PASSAGE PROVIDED –

# # # # # # #

Phase 4: Vector Indexes for Fast Search

Once embeddings are generated and stored, vector indexes are specialized data structures designed for similarity searches in high-dimensional vector spaces. They help accelerate vector similarity searches by reducing the number of distance calculations needed.

Why Vector Indexes?

Exact search to find the closest matches for a given vector are accurate but can be slow, since costly vector distance computations are needed for all vectors in a column.

Vector indexes use techniques like clustering, partitioning, and neighbor graphs to group similar vectors together, reducing the search space dramatically.

Oracle AI Vector Search: Supported Index Types

Oracle AI Vector Search supports Hierarchical Navigable Small World (HNSW) indexes and Inverted File (IVF) indexes.

1. HNSW: In-Memory Neighbor Graph

Hierarchical Navigable Small World (HNSW) creates a navigable graph structure to locate similar vectors with exceptional speed and accuracy.

# # # # # # #

Stored data entries

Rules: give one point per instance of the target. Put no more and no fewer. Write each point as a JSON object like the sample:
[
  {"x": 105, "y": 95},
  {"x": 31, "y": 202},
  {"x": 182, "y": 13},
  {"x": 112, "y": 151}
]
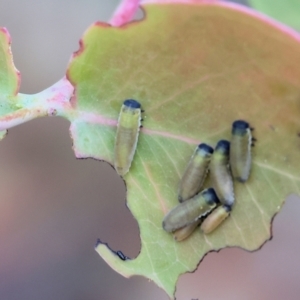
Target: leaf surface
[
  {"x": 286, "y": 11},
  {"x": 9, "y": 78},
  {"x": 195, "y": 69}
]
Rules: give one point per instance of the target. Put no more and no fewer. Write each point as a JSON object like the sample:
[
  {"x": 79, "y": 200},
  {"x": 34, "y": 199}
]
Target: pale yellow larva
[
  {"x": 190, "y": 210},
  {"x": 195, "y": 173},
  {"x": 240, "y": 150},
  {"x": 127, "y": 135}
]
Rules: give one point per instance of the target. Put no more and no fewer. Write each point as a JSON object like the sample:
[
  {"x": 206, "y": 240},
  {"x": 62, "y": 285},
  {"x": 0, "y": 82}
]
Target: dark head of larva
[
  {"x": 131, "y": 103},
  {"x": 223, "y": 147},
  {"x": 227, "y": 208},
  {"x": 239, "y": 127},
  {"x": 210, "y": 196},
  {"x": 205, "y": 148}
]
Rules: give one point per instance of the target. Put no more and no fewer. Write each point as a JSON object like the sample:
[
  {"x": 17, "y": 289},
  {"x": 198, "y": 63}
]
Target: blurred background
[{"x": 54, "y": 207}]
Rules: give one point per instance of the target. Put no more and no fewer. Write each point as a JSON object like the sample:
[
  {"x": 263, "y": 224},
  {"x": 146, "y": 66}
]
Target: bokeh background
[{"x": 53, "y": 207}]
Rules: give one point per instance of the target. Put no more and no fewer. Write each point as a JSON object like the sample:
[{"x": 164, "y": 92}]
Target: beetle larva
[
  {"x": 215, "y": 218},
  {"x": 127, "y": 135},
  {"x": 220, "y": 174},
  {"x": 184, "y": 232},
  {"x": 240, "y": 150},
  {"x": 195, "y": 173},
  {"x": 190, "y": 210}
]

# # # # # # #

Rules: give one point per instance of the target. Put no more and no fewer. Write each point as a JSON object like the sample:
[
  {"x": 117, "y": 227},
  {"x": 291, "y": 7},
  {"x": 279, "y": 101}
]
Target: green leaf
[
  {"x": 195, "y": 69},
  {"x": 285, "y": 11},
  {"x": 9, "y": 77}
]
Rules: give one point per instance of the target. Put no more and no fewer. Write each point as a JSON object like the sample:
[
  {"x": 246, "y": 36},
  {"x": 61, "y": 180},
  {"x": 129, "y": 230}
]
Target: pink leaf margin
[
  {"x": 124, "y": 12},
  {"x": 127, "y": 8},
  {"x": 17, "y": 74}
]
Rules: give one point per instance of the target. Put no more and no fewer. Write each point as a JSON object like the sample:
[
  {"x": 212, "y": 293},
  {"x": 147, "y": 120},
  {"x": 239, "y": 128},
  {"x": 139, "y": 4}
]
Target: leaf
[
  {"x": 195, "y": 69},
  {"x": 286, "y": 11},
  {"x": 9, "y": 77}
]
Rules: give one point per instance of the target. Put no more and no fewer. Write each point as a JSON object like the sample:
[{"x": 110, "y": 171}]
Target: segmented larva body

# # # # # # #

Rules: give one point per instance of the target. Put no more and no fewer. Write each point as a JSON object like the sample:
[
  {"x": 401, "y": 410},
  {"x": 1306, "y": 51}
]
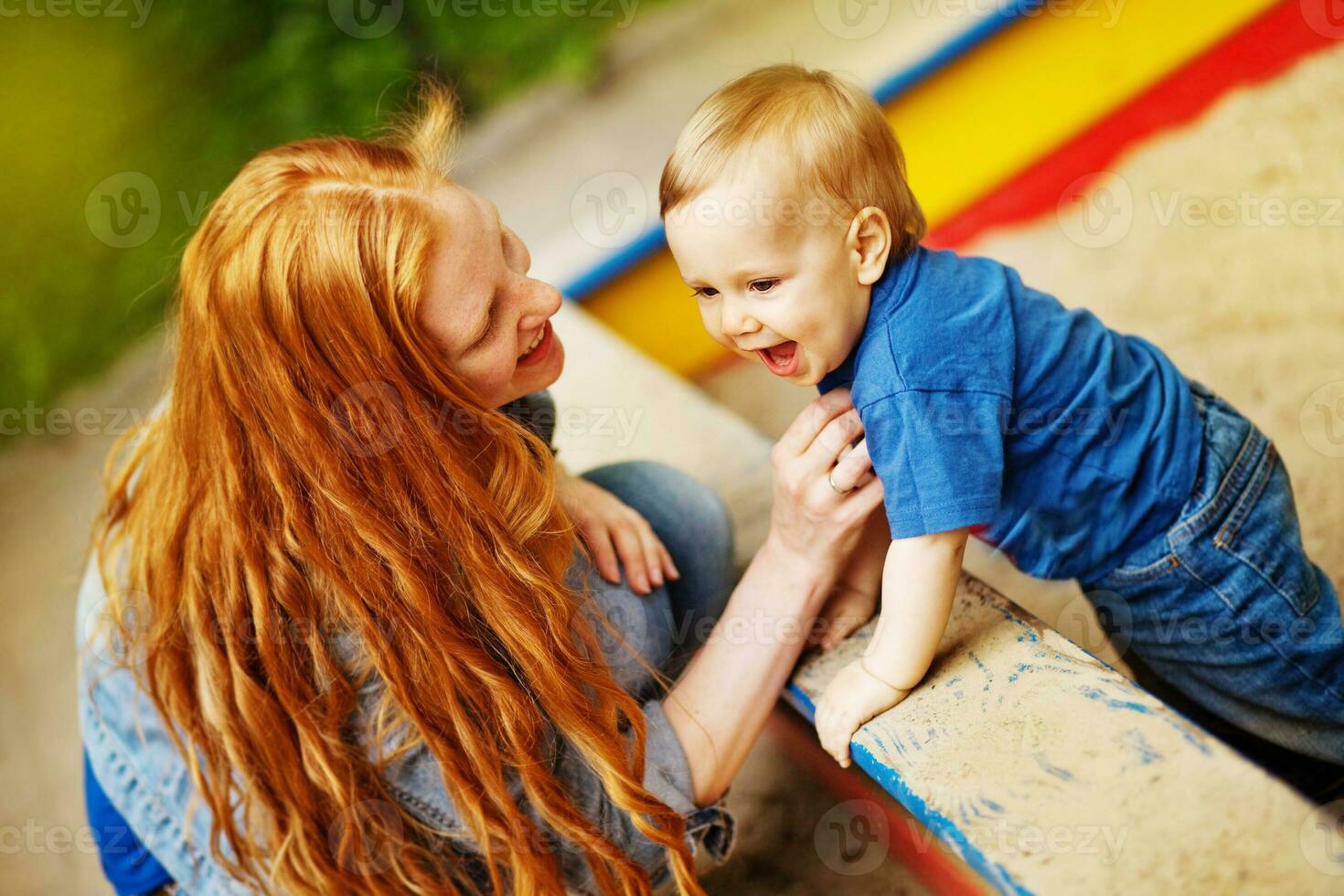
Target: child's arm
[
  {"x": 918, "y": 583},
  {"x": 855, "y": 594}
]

# # # # # # #

EXERCISE REQUIREMENTS –
1: Answer these from the passage on vector indexes:
(a) Which two index types does Oracle AI Vector Search support?
(b) Why can exact search be slow?
(c) What techniques do vector indexes use to group similar vectors together?
2: Carry on the passage on vector indexes, picking up after its last sentence.
The data plays no part in what is asked here.

RESULTS FOR THE EXERCISE –
1:
(a) Hierarchical Navigable Small World (HNSW) indexes and Inverted File (IVF) indexes.
(b) Costly vector distance computations are needed for all vectors in a column.
(c) Clustering, partitioning, and neighbor graphs.

2:
Characteristics:

HNSW is an In-Memory Neighbor Graph Vector Index fully built in-memory. You need to setup a new memory pool with VECTOR_MEMORY_SIZE in the SGA to accommodate it.

Since the HNSW index consumes a lot of memory, Oracle Database 23ai makes this index available by allocating a memory area called Vector Pool.

Memory Calculation:

To roughly determine the memory size needed to store an HNSW index, use the following formula: 1.3 × number of vectors × number of dimensions × size of your vector dimension type (for example, a FLOAT32 is 4 bytes).

Creating HNSW Index:

-- Configure vector pool
ALTER SYSTEM SET vector_memory_size=800M SCOPE=SPFILE;
-- Restart required

-- Create HNSW index
CREATE VECTOR INDEX documents_hnsw_idx 
ON documents (embedding)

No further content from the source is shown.